== WHAT IS NEEDED ==
Begin at the line with "In this picture, where can the fence" and write out every line after it, exactly, through the last line below, adding nothing.

Collected data entries:
== Segment start ==
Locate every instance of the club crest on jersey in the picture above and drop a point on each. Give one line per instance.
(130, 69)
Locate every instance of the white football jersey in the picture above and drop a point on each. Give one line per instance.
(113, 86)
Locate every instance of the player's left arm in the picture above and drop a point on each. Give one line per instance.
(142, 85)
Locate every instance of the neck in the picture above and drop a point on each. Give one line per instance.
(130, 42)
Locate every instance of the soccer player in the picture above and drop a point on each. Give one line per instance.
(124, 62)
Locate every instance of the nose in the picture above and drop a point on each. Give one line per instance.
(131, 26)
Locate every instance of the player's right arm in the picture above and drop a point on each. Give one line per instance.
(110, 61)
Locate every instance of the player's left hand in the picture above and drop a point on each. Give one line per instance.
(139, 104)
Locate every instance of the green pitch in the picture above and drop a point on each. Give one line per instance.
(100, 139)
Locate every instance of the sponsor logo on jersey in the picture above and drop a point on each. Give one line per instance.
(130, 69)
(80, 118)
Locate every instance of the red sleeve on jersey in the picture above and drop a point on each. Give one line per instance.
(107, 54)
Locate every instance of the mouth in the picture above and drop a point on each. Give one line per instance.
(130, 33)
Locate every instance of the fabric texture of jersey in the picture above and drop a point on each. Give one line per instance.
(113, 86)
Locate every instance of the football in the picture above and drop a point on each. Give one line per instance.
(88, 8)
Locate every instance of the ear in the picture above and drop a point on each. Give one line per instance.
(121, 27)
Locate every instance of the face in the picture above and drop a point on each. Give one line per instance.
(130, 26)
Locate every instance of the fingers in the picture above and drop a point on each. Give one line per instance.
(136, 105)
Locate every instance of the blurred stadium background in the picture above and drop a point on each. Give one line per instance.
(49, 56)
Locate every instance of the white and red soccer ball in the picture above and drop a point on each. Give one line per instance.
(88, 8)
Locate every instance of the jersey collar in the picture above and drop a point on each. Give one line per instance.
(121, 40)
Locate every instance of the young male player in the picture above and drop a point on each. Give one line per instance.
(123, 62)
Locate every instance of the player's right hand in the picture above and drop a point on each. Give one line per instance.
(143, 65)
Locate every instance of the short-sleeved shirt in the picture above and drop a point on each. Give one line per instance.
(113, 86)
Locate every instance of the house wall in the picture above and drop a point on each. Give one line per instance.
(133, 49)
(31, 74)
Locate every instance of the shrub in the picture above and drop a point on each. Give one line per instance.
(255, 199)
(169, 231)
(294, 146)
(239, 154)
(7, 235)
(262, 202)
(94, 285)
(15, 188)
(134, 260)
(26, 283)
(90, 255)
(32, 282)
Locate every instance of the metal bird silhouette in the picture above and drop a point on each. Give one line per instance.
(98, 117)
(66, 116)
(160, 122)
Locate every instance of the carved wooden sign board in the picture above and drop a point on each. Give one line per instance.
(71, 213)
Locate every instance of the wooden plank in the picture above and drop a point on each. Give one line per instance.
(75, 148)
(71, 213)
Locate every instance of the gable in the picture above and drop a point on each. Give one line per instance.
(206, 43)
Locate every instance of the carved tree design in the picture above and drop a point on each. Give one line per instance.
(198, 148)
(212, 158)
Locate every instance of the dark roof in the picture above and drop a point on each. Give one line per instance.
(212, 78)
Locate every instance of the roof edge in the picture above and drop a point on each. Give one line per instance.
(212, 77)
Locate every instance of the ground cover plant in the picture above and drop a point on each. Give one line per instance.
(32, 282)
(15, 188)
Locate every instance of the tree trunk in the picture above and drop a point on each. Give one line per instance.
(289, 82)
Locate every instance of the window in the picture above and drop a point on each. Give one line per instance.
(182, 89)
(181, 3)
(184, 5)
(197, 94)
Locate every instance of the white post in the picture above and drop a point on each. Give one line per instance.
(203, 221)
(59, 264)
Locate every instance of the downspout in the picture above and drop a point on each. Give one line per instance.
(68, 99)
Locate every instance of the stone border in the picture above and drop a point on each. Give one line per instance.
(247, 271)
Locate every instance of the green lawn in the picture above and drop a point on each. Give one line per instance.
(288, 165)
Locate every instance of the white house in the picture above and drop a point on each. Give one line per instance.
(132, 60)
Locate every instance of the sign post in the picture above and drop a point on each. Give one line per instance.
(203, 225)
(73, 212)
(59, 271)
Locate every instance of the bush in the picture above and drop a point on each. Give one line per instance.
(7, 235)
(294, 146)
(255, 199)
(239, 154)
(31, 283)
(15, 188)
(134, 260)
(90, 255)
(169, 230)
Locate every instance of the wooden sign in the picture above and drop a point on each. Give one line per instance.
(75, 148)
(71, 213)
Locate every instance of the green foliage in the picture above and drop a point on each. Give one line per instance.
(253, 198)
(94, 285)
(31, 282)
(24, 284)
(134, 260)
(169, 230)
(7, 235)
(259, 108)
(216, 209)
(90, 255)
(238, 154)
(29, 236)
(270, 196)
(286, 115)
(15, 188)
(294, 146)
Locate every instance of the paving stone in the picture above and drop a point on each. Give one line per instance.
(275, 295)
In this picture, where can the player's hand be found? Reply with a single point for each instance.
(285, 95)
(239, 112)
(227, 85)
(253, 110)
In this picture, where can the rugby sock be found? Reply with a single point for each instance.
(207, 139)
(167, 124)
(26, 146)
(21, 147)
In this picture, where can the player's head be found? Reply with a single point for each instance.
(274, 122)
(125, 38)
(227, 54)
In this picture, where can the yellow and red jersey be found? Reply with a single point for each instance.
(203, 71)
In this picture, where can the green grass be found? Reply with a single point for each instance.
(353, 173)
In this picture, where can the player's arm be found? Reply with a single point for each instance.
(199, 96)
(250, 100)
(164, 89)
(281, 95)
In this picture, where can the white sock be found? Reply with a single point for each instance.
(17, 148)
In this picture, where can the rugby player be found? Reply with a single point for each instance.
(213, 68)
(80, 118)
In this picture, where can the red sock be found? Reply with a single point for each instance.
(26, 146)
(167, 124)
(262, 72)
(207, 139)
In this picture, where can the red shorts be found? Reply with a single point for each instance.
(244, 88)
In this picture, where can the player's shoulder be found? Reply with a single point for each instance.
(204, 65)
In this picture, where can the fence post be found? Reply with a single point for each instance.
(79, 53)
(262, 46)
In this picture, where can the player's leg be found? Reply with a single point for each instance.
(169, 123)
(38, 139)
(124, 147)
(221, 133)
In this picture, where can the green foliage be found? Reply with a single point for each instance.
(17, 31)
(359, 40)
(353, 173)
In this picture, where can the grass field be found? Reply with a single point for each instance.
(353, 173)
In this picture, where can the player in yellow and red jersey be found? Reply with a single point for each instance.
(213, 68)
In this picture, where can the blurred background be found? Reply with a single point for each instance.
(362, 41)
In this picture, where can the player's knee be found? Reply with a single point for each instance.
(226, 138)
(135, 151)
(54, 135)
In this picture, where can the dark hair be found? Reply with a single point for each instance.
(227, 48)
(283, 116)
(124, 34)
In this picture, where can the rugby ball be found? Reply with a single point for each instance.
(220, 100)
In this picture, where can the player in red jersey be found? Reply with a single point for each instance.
== Segment end ==
== YOUR SOLUTION ==
In this picture, where can the fence post be found? Reply with a single point for each instance.
(79, 53)
(262, 46)
In this picture, where can the player's leg be found? Reply with a single point for each instance.
(169, 123)
(38, 139)
(124, 147)
(221, 133)
In this picture, where can the green foliage be found? Reply with a single point for each instance.
(17, 31)
(359, 40)
(353, 173)
In this picture, where can the grass field be found? Reply with a single point for each instance.
(353, 173)
In this picture, where can the player in yellow and red jersey be found? Reply with a single point for each instance.
(213, 68)
In this picture, where can the blurred background be found? Reply with a single point for each instance.
(362, 41)
In this picture, where can the player's knee be found? Reply with a single point for each instance.
(226, 138)
(135, 151)
(54, 135)
In this picture, where can the dark hair be found? Reply with a single point for each instance.
(227, 48)
(283, 116)
(124, 34)
In this picture, where can the rugby ball be found? Reply with a single point for each instance.
(220, 100)
In this picture, where can the player in red jersey be found? Reply with a single point for each instance.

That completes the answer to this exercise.